— Problems to work on —
1. For the breast cancer risk factors text, decide whether each statement agrees with it: (a) inheriting BRCA1 and BRCA2 accounts for only 5 to 6 percent of all breast cancers; (b) obesity raises breast cancer risk in premenopausal women; (c) having two affected first-degree relatives doubles the risk. Answer yes or no for each, quoting the deciding words of the text.
2. List every age in the age-group table of the breast cancer risk factors text, each with its percentage risk.
3. Carry on the breast cancer risk factors text, starting after its last sentence.

— Excerpt provided —
+-------+
Category Archives: Breast Cancer

Breast Cancer – Risk Factors

Please keep in mind when reading about or discussing risks of anything, that none of it is cast in stone.  Depending on which studies you read, you can often find two that will contradict each other and say completely different things.    Avoidance of known or suspected risks is no guarantee that you will live your life disease- or cancer-free.  Life is not like that.

A woman’s lifetime risk of developing breast cancer is 1 in 8, or 12.3%.  This should be further clarified by breaking it down as to risk at different ages, because the risk of developing breast cancer increases with advancing age.  Breast Cancer risk in US women has been calculated by age group as follows:

Age 30                        0.44%             (1 in 227)

Age 40                        1.47%              (1 in 68)

Age 50                        2.38%             (1 in 42)

Age 60                        3.56%             (1 in 28)

Age 70                        3.82%             (1 in 26)

Data from www.cancer.gov/cancertopics/factsheet/detection/probability-breat-cancer

There have been many factors identified as associated with a higher risk of developing breast cancer.  Inheritance of the genes BRCA1 and BRCA2 significantly increase ones’ risk; only 5 to 6 % of all breast cancers are caused by the inheritance of these susceptibility genes, however.  The risk of breast cancer is doubled by having a first-degree relative with breast cancer, and tripled if one has two affected first-degree relatives.  The risk is higher if the affected relative was diagnosed before menopause.  Having had breast cancer yourself increases your risk of developing cancer in the other breast.

Having dense breasts increases the risk of breast cancer.  This is a factor that is difficult to measure, however, because mammography reports rarely report an estimate of density outside of a qualitative comment.  Hormone therapy may be related to an increase in density of breasts, although medical research is not conclusive about breast cancer risk in women with naturally higher estrogen levels.

Established risk factors for breast cancer include those above, as well as being female (women have breast cancer 100 times more frequently than men), being white in the US (although research hasn’t teased out how much of this is genetic as opposed to due to lifestyle factors and access to health care), and obesity in postmenopausal women.  Premenopausal women who are obese (BMI>30 kg/m2) have been found to have a lower risk of breast cancer, the explanation of which remains unclear to researchers.  Being taller has been found to be associated with a higher risk of breast cancer.
+-------+
— Material shown —
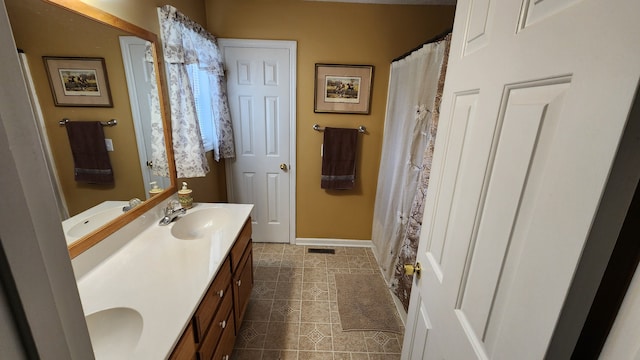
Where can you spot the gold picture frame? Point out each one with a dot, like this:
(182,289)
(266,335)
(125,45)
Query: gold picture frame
+-------+
— Your responses —
1.
(a) Yes: "only 5 to 6 % of all breast cancers are caused by the inheritance of these susceptibility genes"
(b) No: "Premenopausal women who are obese (BMI>30 kg/m2) have been found to have a lower risk of breast cancer"
(c) No: "tripled if one has two affected first-degree relatives"

2.
Age 30: 0.44%
Age 40: 1.47%
Age 50: 2.38%
Age 60: 3.56%
Age 70: 3.82%

3.
Having an early menarche (start of periods) or a late menopause has been related to higher risk of breast cancer, as has never having children.  These are all related to having more menstrual cycles over a lifetime.  Having your first baby when older than 30 increases risk; this is said to be due to the proliferative stimulation place on the breast cells that are fully developed and possibly more prone to damage than a younger women’s breast cells.  The news has recently been trumpeting that taller women have a higher risk of breast and other cancers.  There are theories involving various growth factors of why this is so, but time will tell if this association noted in data from the Women’s Health Initiative in the 1990s is confirmed.

Lifestyle factors are associated with an increased risk of breast cancer and other disease.   Alcohol consumption, starting with amounts as low as three to six drinks per week, has been shown to increase breast cancer risk.  Night shift work has been shown to be a probable risk factor for cancer.  Some studies have shown smoking is a risk factor, especially in younger women and long-term smokers.

What’s the good news in all of this?  Well, physical activity has been shown to lower risk.  A healthy lifestyle of nutritious food, minimal alcohol, regular exercise can lower risk.  There are no guarantees in life, but living as well as we can, physically and mentally, means our quality of life today is the best we can make it.